In the past decades, Viola and Jones [9] pioneered a real-time face detector, using Haar-like features to train a cascade of Adaboost models. After that, face detection has continuously improved in various works from [15, 16], to deformable part models (DPM) [17, 18, 19]. Most of these methods train traditional classifiers using a selective set of hand-crafted features. Recently, CNN-based methods have significantly boosted the performance of face detection over traditional methods which struggle to deal with facial variations. These recent state-of-the-art face detectors can be divided into two main approaches: one-stage detectors and two-stage detectors. We follow the first approach to design our face detector.

OBJECTIVE 1 — According to the face detection passage, why have CNN-based methods significantly improved performance over traditional methods?

DATA SHOWN —

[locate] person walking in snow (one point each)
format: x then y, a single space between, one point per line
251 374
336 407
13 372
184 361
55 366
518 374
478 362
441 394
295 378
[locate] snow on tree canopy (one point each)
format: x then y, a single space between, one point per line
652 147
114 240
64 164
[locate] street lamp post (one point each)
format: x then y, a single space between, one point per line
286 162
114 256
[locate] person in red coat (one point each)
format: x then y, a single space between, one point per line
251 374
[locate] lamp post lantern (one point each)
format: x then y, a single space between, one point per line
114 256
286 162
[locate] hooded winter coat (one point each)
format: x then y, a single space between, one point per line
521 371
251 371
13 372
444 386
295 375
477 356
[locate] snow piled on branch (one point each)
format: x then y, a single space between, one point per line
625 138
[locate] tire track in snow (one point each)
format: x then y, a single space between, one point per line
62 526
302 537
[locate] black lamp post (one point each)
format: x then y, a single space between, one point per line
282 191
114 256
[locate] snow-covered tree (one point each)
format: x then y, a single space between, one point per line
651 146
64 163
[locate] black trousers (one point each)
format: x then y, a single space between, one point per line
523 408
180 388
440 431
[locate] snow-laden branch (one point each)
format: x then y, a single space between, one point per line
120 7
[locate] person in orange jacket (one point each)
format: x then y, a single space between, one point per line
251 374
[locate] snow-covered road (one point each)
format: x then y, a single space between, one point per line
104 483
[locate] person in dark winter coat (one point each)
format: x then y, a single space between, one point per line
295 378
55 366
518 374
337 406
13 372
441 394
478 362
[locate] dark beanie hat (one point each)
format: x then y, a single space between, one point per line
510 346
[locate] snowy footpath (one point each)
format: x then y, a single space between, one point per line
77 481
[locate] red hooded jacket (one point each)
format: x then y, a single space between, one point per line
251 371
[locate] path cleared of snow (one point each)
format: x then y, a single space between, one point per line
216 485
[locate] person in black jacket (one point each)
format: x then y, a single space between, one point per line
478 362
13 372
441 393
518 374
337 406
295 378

OBJECTIVE 2 — Start at the row that contains "[locate] person in black" and continue to the last of the rows. Rewrite those lines, the requests included, with 13 added to every coordinate in the answers.

EXERCISE SOLUTION 1 — The traditional methods struggle to deal with facial variations. These older methods mostly train traditional classifiers on a selective set of hand-crafted features.

EXERCISE SOLUTION 2 —
[locate] person in black jacket (one point each)
format: x then y, a single space between, one point per line
491 375
26 385
454 406
531 387
350 419
308 391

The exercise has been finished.